__PAGE__
Knowledge Has a Shape, and That Shape Is a DAG
You’ve probably had this happen with a dictionary. You look up a word — say, ostensible — and the definition uses purported. You don’t know purported either, so you look that up, and the definition uses ostensible. The dictionary has handed you a closed loop. Two words, each defined in terms of the other, and nowhere to start.
This isn’t a bad dictionary. It’s a normal dictionary. The same thing happens in textbooks, in classrooms, and in conversations with smart people who can’t quite explain what they know:
A: What’s a function, in math?
B: It’s a rule that maps each input to exactly one output.
A: What’s a “rule”? And what’s a “map”?
B: A map is… well, it’s like a function. A rule is the function itself, basically.
A: …
It’s tempting to call this a communication failure. It isn’t. It’s a data structure failure. The explanation is going in circles because the knowledge in B’s head is shaped like a circle, and you can’t teach a circle. There’s nowhere to start.
This post is about the data structure that fixes this. It’s called a directed acyclic graph, or DAG. The name sounds intimidating, but each word in it earns its place, and once you see what each one is doing, the idea is hard to unsee.
What a DAG is, one word at a time
”Graph”: dots and arrows
The simplest version: a graph is dots connected by arrows.
Imagine you’re learning to bake bread. There are a few facts you need to put together:
- Mixing flour and water makes dough.
- Yeast eats sugar and releases gas.
- Gas trapped in dough makes it rise.
- Heat sets the risen dough into bread.
Now draw each fact as a dot, and draw an arrow from A to B whenever you need to understand A before B makes sense. “Yeast eats sugar” points to “gas makes dough rise,” because the second sentence assumes you know where the gas came from. “Mixing flour and water” also points to “gas makes dough rise,” because you also need to know what dough is.
Two arrows, same target. That’s allowed, and it’s the whole point.
”Directed”: arrows have a direction
“A is needed for B” is not the same as “B is needed for A.” You need to understand addition before you can understand multiplication; you don’t need multiplication to understand addition. The arrow goes one way.
Here’s the sentence I’d put on a poster: most things you find hard to learn are hard because you’re missing a prerequisite, not because you’re not smart enough.
”Acyclic”: no loops allowed
Acyclic just means: no cycles. No following arrows around and ending up back where you started. If your graph has a cycle, then somewhere in it, A depends on B and B depends on A — which is exactly the dictionary problem. Cycles are forbidden, and that rule is what makes the structure useful for teaching. We’ll come back to why in a minute.

__ITEMS__
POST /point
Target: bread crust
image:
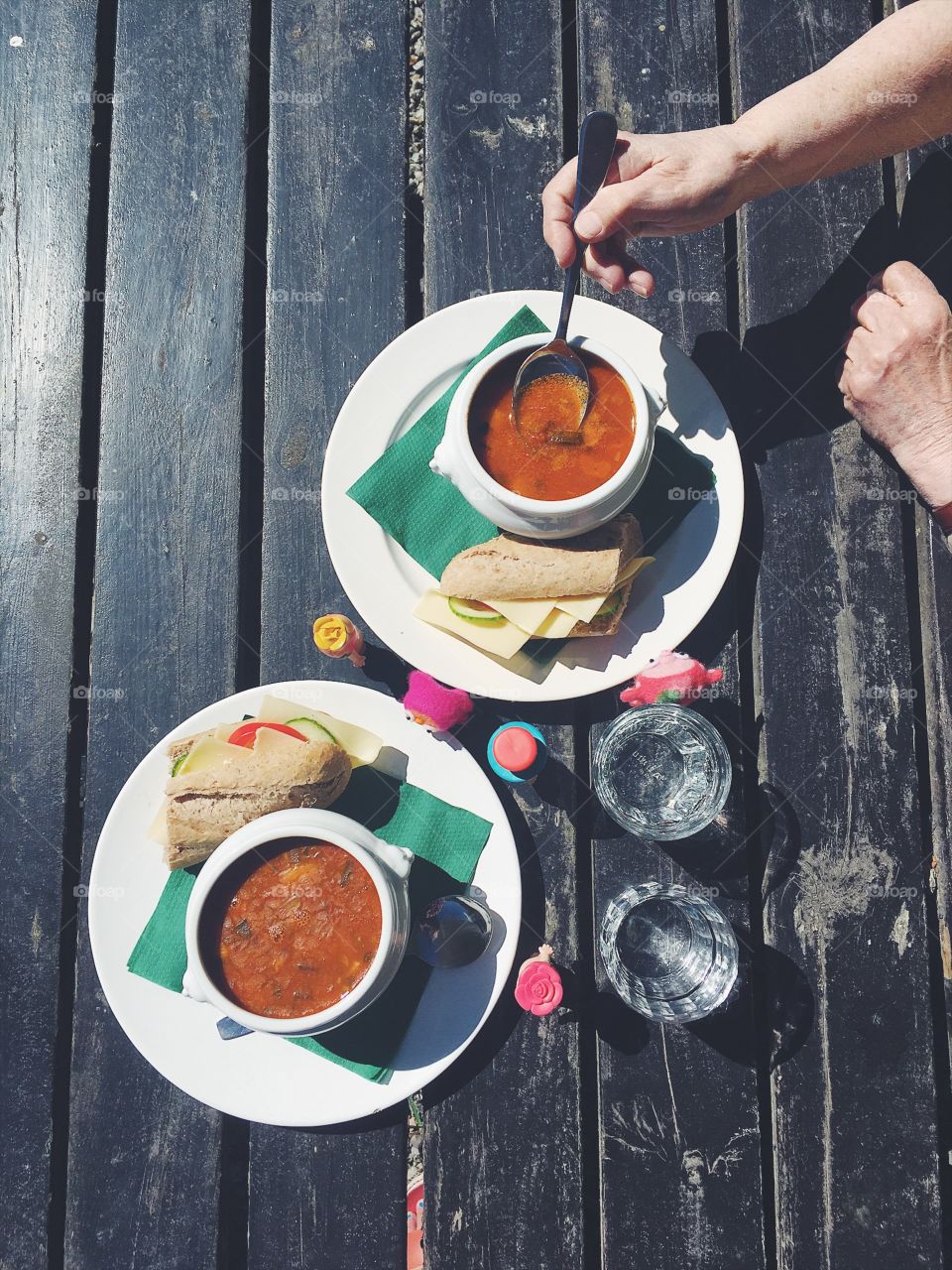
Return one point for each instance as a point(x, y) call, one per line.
point(515, 568)
point(204, 808)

__TASK TO CARRY OUT__
Resume the post on why knowledge is shaped like a DAG, writing on from its final sentence.

__THE REPLY__
So: directed acyclic graph. Dots connected by one-way arrows, with no loops. That’s the whole thing.
Why not a list, why not a tree?
Most ways we organize knowledge aren’t DAGs. They’re simpler shapes that almost work, and the places they fall short are exactly the places learning gets confusing.
The simplest shape is a list. Textbook chapters in order. Course weeks 1 through 14. A list says: knowledge is one-dimensional, finish this before that. But knowledge isn’t one-dimensional. To understand momentum, you need to understand mass and velocity. There’s no honest way to say which one comes first; they’re independent prerequisites that both have to be in place.
A list forces you to pick one and pretend the other doesn’t exist. That’s fine when the reader already knows the hidden one. It’s confusing when they don’t, and they usually don’t, because the whole reason they’re reading is to learn.
The next step up is a tree. Trees allow hierarchy: a topic has subtopics, which have sub-subtopics. Most school syllabi look like trees. But trees still have a strict rule: each topic has exactly one parent. So where do you put “energy” in a tree of physics? Under “mechanics”? Under “thermodynamics”? Under “chemistry”? It belongs under all three, but a tree only lets you pick one. The moment you pick, you’ve lied about the connections you didn’t choose.
Trees are why so many curricula have that uncanny feeling of almost explaining something. A real prerequisite is sitting somewhere else in the tree, unmentioned, because the hierarchy didn’t have a slot for it.
A DAG drops the one-parent rule. A node can have as many parents as it actually has. This sounds like a small change, but it’s the difference between a map that matches the territory and a map that’s been folded to fit the page.
Cycles are where bad teaching hides
Now the part that took me longest to appreciate. The “acyclic” rule isn’t just a technicality. It’s the whole reason this shape is useful for learning.
When you sit down to draw the DAG for something you know well, you will hit cycles. You’ll write down “to understand recursion, you need to understand the call stack,” and then realize you were planning to explain the call stack using recursion. You’ll write “force is mass times acceleration” and then notice that the way you’ve been thinking about mass is “the thing that resists acceleration when you push on it” — which is acceleration explaining mass explaining acceleration.
Each cycle is a place where your understanding is quietly defining something in terms of itself. In your own head, you can get away with it, because nobody’s checking. The DAG is the thing that won’t let you get away with it.
The fix is almost always one of two moves:
- Factor out a shared underlying concept that both of the cycling nodes depend on. Recursion and the call stack both depend on a more primitive idea: “a function call as a stack frame.” Once you add that node, the cycle resolves: the new node points to both, and neither points to the other.
- Realize the two nodes are actually one node wearing different clothes. Sometimes the cycle is telling you that you’ve double-counted a single concept. “Average speed” and “total distance over total time” don’t need to be two separate ideas pointing at each other; they’re the same idea.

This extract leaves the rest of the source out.